» **Material supplied**
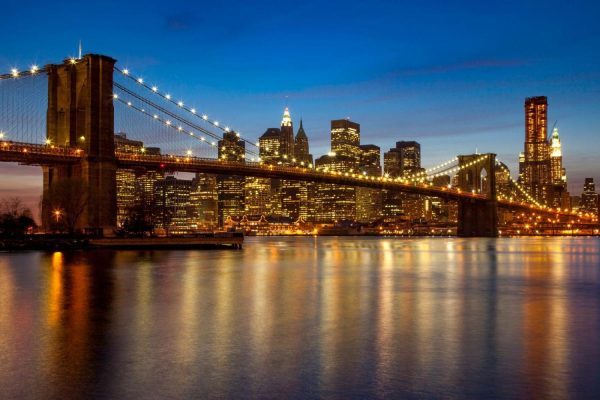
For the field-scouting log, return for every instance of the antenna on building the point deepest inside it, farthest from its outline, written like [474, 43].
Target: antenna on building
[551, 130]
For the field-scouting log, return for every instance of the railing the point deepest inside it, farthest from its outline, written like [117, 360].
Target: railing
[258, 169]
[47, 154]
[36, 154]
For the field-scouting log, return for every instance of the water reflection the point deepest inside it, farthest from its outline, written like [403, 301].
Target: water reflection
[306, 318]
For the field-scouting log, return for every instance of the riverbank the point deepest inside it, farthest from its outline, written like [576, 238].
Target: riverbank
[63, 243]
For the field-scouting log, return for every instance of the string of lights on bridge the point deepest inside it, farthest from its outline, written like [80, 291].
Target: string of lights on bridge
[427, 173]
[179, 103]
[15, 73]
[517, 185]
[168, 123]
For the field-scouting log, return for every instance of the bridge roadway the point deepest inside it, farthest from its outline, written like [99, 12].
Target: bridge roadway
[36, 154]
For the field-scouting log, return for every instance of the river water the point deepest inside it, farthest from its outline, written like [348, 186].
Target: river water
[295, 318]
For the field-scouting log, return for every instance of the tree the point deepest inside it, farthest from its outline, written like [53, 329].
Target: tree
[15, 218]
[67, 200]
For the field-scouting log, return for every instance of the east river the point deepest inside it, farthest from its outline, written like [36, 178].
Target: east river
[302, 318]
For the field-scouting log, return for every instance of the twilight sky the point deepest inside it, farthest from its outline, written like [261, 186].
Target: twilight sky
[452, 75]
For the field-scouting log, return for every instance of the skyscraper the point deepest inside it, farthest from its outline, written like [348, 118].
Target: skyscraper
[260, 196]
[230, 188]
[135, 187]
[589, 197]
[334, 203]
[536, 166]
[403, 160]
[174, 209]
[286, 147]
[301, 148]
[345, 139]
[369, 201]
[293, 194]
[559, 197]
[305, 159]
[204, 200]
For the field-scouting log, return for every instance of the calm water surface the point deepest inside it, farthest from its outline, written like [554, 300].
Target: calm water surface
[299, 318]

--

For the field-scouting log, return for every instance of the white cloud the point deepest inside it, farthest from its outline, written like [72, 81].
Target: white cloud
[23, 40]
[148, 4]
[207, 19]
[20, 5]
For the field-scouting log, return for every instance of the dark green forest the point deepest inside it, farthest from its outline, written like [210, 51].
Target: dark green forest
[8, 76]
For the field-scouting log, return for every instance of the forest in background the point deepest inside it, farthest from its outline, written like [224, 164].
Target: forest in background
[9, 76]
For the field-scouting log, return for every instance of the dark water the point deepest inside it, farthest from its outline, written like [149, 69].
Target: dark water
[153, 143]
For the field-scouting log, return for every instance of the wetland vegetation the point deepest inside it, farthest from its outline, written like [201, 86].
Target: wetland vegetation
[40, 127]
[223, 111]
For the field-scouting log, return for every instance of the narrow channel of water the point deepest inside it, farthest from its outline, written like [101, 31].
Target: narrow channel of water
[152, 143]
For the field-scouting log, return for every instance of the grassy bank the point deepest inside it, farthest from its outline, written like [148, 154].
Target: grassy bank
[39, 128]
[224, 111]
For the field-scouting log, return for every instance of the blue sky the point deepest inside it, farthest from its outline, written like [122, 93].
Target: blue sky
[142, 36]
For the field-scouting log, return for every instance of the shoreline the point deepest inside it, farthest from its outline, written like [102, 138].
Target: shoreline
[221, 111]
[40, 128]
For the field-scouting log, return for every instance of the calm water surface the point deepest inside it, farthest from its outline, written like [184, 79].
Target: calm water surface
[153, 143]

» **What you need to do**
Within the data above, the lines from the one with "like [474, 43]." to the one with "like [80, 291]." must be repeated exactly; no other line belongs in the answer.

» **Answer box**
For the field-scouting log, return for every instance of the antenna on building the point deepest inside it, farthest from its outline, written like [474, 43].
Target: antenna on building
[551, 130]
For the field-scouting log, return for every instance of the railing the point deepest inside it, farthest from its outline, written like [117, 360].
Target: railing
[258, 169]
[47, 154]
[36, 154]
For the field-scouting log, return for every instance of the water reflection the point deepest inside it, farthest from its outline, written like [403, 301].
Target: water reflection
[306, 318]
For the field-scouting log, return for every instance of the riverbank the point deepest inside it, farthest from its outline, written like [576, 238].
Target: riverbank
[63, 243]
For the field-scouting log, return for every instance of the string of lights on bridge the point deepest inside it, farthest from its outline, written like [80, 291].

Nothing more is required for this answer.